> _Set problem_: Print every entry, word for word, and skip the images.

Data listing
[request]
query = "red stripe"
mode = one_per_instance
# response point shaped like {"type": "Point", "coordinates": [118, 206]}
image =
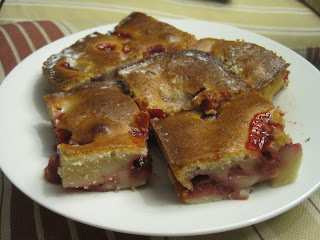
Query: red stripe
{"type": "Point", "coordinates": [7, 57]}
{"type": "Point", "coordinates": [35, 35]}
{"type": "Point", "coordinates": [22, 216]}
{"type": "Point", "coordinates": [316, 55]}
{"type": "Point", "coordinates": [88, 232]}
{"type": "Point", "coordinates": [309, 54]}
{"type": "Point", "coordinates": [18, 40]}
{"type": "Point", "coordinates": [54, 225]}
{"type": "Point", "coordinates": [314, 205]}
{"type": "Point", "coordinates": [257, 232]}
{"type": "Point", "coordinates": [51, 29]}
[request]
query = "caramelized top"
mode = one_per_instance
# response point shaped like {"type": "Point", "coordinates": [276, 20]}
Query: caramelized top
{"type": "Point", "coordinates": [256, 65]}
{"type": "Point", "coordinates": [96, 55]}
{"type": "Point", "coordinates": [172, 79]}
{"type": "Point", "coordinates": [186, 138]}
{"type": "Point", "coordinates": [98, 115]}
{"type": "Point", "coordinates": [147, 32]}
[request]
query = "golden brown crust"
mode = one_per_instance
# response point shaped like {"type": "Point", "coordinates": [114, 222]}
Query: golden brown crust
{"type": "Point", "coordinates": [260, 68]}
{"type": "Point", "coordinates": [170, 80]}
{"type": "Point", "coordinates": [97, 55]}
{"type": "Point", "coordinates": [194, 146]}
{"type": "Point", "coordinates": [147, 32]}
{"type": "Point", "coordinates": [95, 116]}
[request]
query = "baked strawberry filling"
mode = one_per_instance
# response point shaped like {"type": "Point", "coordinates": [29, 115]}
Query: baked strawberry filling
{"type": "Point", "coordinates": [153, 50]}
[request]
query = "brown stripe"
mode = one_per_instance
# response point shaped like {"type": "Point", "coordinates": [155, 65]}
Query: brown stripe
{"type": "Point", "coordinates": [6, 55]}
{"type": "Point", "coordinates": [35, 35]}
{"type": "Point", "coordinates": [54, 225]}
{"type": "Point", "coordinates": [51, 29]}
{"type": "Point", "coordinates": [22, 216]}
{"type": "Point", "coordinates": [124, 236]}
{"type": "Point", "coordinates": [88, 232]}
{"type": "Point", "coordinates": [1, 200]}
{"type": "Point", "coordinates": [314, 205]}
{"type": "Point", "coordinates": [257, 232]}
{"type": "Point", "coordinates": [18, 40]}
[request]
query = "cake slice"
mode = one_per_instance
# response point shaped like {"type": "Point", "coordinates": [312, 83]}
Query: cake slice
{"type": "Point", "coordinates": [224, 157]}
{"type": "Point", "coordinates": [260, 68]}
{"type": "Point", "coordinates": [97, 56]}
{"type": "Point", "coordinates": [101, 139]}
{"type": "Point", "coordinates": [169, 82]}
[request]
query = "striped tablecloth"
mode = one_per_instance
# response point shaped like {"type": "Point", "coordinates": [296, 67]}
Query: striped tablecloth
{"type": "Point", "coordinates": [25, 26]}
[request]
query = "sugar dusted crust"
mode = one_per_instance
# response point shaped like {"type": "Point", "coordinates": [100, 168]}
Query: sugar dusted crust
{"type": "Point", "coordinates": [208, 101]}
{"type": "Point", "coordinates": [95, 142]}
{"type": "Point", "coordinates": [260, 68]}
{"type": "Point", "coordinates": [214, 155]}
{"type": "Point", "coordinates": [97, 56]}
{"type": "Point", "coordinates": [170, 80]}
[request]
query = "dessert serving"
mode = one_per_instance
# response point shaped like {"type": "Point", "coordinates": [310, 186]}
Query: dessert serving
{"type": "Point", "coordinates": [207, 102]}
{"type": "Point", "coordinates": [101, 139]}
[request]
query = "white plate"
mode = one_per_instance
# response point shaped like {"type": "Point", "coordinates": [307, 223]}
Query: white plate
{"type": "Point", "coordinates": [27, 139]}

> _Correct response_:
[request]
query = "red stripe"
mode = one_per_instance
# response point shaped like {"type": "Point", "coordinates": [118, 206]}
image =
Query: red stripe
{"type": "Point", "coordinates": [7, 57]}
{"type": "Point", "coordinates": [35, 35]}
{"type": "Point", "coordinates": [22, 216]}
{"type": "Point", "coordinates": [316, 55]}
{"type": "Point", "coordinates": [88, 232]}
{"type": "Point", "coordinates": [309, 54]}
{"type": "Point", "coordinates": [18, 40]}
{"type": "Point", "coordinates": [54, 225]}
{"type": "Point", "coordinates": [314, 205]}
{"type": "Point", "coordinates": [257, 232]}
{"type": "Point", "coordinates": [51, 29]}
[request]
query = "caramelized top"
mode = one_per_instance
# response point shaped like {"type": "Point", "coordinates": [276, 20]}
Query: caramelized top
{"type": "Point", "coordinates": [256, 65]}
{"type": "Point", "coordinates": [96, 55]}
{"type": "Point", "coordinates": [172, 79]}
{"type": "Point", "coordinates": [186, 138]}
{"type": "Point", "coordinates": [98, 115]}
{"type": "Point", "coordinates": [147, 32]}
[request]
query = "golden brown crust"
mode = one_per_instance
# response point shaped like {"type": "Point", "coordinates": [114, 222]}
Query: golden brown crust
{"type": "Point", "coordinates": [260, 68]}
{"type": "Point", "coordinates": [170, 80]}
{"type": "Point", "coordinates": [97, 55]}
{"type": "Point", "coordinates": [194, 146]}
{"type": "Point", "coordinates": [147, 32]}
{"type": "Point", "coordinates": [95, 116]}
[request]
query = "baked strawberry filling"
mode = one_per_instance
# response point shaped like {"type": "Point", "coordinates": [29, 115]}
Query: baked strawberry filling
{"type": "Point", "coordinates": [153, 50]}
[request]
query = "brown stripe"
mode = one_per_instance
# response point shaped like {"type": "Point", "coordinates": [155, 65]}
Query: brown stripe
{"type": "Point", "coordinates": [6, 55]}
{"type": "Point", "coordinates": [35, 35]}
{"type": "Point", "coordinates": [54, 225]}
{"type": "Point", "coordinates": [51, 29]}
{"type": "Point", "coordinates": [22, 216]}
{"type": "Point", "coordinates": [124, 236]}
{"type": "Point", "coordinates": [88, 232]}
{"type": "Point", "coordinates": [1, 200]}
{"type": "Point", "coordinates": [314, 205]}
{"type": "Point", "coordinates": [257, 232]}
{"type": "Point", "coordinates": [18, 40]}
[request]
query = "cake slice"
mode = one_per_instance
# response point shaped like {"type": "Point", "coordinates": [312, 83]}
Query: cake slice
{"type": "Point", "coordinates": [224, 157]}
{"type": "Point", "coordinates": [260, 68]}
{"type": "Point", "coordinates": [97, 56]}
{"type": "Point", "coordinates": [101, 139]}
{"type": "Point", "coordinates": [169, 82]}
[request]
query = "striped tablecloth"
mode = one_per_instance
# response point shaped like {"type": "Point", "coordinates": [296, 67]}
Query: striped tablecloth
{"type": "Point", "coordinates": [25, 26]}
[request]
query = "sugar dusted crust"
mode = one_per_instance
# response point shaped like {"type": "Point", "coordinates": [100, 168]}
Query: sugar dusted crust
{"type": "Point", "coordinates": [208, 101]}
{"type": "Point", "coordinates": [95, 142]}
{"type": "Point", "coordinates": [260, 68]}
{"type": "Point", "coordinates": [214, 155]}
{"type": "Point", "coordinates": [97, 56]}
{"type": "Point", "coordinates": [170, 80]}
[request]
query = "dessert serving"
mode = one_per_instance
# response point shaped like {"type": "Point", "coordinates": [310, 186]}
Query: dessert serving
{"type": "Point", "coordinates": [207, 102]}
{"type": "Point", "coordinates": [101, 139]}
[request]
query = "white plate"
mode = one_per_instance
# response point shaped like {"type": "Point", "coordinates": [307, 223]}
Query: white plate
{"type": "Point", "coordinates": [27, 139]}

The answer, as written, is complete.